- **Text**
+---+
Thank you. That's an excellent question.
There are philosophers of technology and science who will say that any true substitution for basic logistics takes generations, because those of us who grew up with one technology have to retire out of the workforce. I mean, retiring a steam engine in the coal-fired power plants certainly takes time. We've been working on the hydrogen highway for how many years? Hybrid cars are part of that bridge.
So I just want to point out that the resistance to moving from technetium-based SPECT technology, which I will define in a moment, toward the next generation of PET technology is not bottlenecked with any particular element of the business practice or the clinical practice. It's really the precautionary movements about the medical community and the regulatory bodies, which are serving the best interest of Canadians.
What we're saying is that we are at that cusp where the future technology is going to become the predominant element. The challenge with PET technology, as we've heard from the previous experts, is that right now it's twice as expensive to obtain the imaging equipment in the clinic. That's a challenge for health care systems that have burgeoning costs. However, the payoffs of using that technology would be tens of thousands of dollars per patient if fully implemented. That's where it takes these cancer care delivery agencies in Quebec and British Columbia and some of the other provinces to really push the envelope.
Other challenges within the medical community are establishing the correct basis for prescribing the new types of scans. Doctors like Sandy McEwan at Cross Cancer Institute are some of the pioneers in that area of looking at how to integrate that fully into the clinical practice.
My view is that resistance is really.... It took me a long time to learn how to program my VCR. That's both my fault and the fault of Sony and Panasonic for having complicated instruction manuals. But now I do it from the web.
The second point is how a PET scanner actually works, and whether that influences this resistance in adopting the new technology.
+---+
- **Provided material**
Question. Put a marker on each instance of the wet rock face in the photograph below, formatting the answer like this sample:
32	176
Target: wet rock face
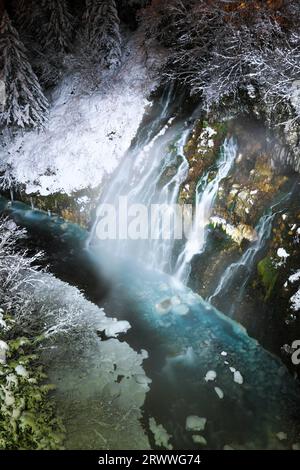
265	294
250	188
201	152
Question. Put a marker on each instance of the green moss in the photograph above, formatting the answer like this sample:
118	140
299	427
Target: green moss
268	275
27	415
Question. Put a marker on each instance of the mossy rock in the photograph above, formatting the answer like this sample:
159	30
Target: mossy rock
268	275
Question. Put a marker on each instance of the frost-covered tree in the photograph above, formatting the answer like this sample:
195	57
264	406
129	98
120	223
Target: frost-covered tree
58	29
26	104
222	48
102	32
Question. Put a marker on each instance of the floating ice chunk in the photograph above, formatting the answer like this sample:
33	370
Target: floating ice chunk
195	423
181	310
238	378
116	327
219	392
210	376
161	436
164	307
281	252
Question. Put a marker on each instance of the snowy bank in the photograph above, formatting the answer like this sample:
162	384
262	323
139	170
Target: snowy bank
87	134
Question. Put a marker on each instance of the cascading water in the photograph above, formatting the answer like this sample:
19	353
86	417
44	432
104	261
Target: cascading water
246	262
243	267
151	175
206	192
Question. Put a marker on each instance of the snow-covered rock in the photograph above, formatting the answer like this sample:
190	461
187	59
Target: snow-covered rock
195	423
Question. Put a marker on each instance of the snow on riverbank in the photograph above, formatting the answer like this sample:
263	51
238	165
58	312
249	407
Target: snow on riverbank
87	134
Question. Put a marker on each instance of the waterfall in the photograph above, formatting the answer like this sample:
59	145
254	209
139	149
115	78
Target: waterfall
206	192
151	174
246	262
243	267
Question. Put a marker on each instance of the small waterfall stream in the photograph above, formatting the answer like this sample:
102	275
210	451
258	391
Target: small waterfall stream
206	192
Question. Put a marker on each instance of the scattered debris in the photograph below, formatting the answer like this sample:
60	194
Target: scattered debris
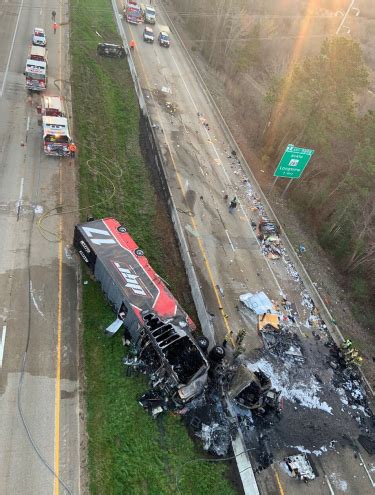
258	302
298	466
110	50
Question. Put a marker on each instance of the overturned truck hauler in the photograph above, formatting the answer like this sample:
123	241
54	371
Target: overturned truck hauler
154	322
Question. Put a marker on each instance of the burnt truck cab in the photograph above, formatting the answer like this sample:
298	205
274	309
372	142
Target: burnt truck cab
110	50
159	330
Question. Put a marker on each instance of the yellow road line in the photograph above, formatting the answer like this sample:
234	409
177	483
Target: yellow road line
229	334
56	483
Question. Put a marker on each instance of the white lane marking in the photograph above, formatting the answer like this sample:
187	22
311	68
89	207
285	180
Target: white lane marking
367	471
34	301
227	177
329	485
229	239
11	50
2	344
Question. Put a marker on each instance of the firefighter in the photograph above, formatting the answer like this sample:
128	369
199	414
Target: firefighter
347	344
72	149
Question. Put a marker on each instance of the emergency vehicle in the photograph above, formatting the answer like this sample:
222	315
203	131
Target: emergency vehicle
133	12
36	75
56	136
52	106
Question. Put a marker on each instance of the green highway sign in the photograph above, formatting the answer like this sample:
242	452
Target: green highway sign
293	162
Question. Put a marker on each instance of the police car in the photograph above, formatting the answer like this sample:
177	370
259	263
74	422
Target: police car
39	37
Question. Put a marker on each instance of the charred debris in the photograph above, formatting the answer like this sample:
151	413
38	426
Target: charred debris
186	376
287	383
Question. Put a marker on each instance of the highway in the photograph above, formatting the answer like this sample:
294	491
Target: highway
39	403
204	175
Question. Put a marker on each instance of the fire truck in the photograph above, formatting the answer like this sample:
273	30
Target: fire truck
133	12
36	75
38	53
56	137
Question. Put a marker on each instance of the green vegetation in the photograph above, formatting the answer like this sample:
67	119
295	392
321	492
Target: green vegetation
315	107
128	452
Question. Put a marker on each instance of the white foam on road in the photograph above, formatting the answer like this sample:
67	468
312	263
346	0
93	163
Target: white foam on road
2	344
305	393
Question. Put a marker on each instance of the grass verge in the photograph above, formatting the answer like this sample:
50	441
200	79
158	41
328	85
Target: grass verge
128	452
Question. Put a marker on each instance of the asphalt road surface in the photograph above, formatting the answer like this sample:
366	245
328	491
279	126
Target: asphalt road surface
202	171
38	290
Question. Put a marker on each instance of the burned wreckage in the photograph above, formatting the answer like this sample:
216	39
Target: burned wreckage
159	333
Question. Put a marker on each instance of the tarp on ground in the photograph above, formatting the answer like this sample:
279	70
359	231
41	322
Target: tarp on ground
259	302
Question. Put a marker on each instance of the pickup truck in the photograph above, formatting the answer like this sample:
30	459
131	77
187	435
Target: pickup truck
148	35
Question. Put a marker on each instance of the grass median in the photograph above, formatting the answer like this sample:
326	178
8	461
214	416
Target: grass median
128	451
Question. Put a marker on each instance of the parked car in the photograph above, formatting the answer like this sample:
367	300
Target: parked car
39	37
110	50
164	39
148	35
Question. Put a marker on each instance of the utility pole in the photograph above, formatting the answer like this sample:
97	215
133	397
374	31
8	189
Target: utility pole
346	15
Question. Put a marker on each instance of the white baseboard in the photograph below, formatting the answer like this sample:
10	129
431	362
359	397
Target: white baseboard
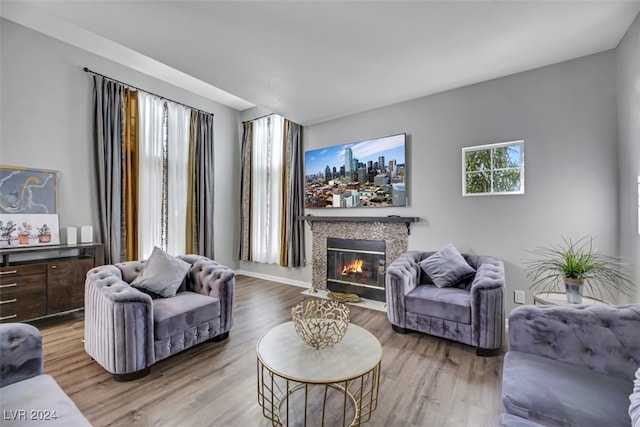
271	278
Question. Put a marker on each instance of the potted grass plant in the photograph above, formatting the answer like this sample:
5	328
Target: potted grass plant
578	265
44	234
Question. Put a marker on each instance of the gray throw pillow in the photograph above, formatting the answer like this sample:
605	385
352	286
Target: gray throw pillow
447	267
162	274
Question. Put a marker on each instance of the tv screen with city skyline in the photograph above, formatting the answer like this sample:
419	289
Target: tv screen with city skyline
368	173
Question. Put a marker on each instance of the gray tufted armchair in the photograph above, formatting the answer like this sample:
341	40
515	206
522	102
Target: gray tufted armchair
572	365
127	331
471	313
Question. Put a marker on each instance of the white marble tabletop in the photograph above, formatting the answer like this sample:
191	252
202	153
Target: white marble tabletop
285	354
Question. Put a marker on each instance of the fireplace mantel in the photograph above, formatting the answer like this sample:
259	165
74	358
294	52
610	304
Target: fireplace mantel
407	220
390	229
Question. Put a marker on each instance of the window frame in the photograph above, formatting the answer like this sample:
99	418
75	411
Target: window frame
491	169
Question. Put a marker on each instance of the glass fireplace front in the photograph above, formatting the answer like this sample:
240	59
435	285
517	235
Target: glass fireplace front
356	266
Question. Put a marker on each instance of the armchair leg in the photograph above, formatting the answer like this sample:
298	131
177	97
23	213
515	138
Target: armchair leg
132	375
399	329
487	352
220	337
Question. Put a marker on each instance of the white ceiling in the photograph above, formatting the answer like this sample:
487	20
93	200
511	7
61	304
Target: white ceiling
312	61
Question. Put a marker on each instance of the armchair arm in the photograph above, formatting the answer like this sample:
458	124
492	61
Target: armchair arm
487	303
21	349
118	322
208	277
402	277
602	338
+---+
- **What to produce**
How would you render this sentence from the text on medical imaging in Spanish: "That's a challenge for health care systems that have burgeoning costs."?

- **Task response**
Ese es un desafío para los sistemas de salud cuyos costos están en rápido aumento.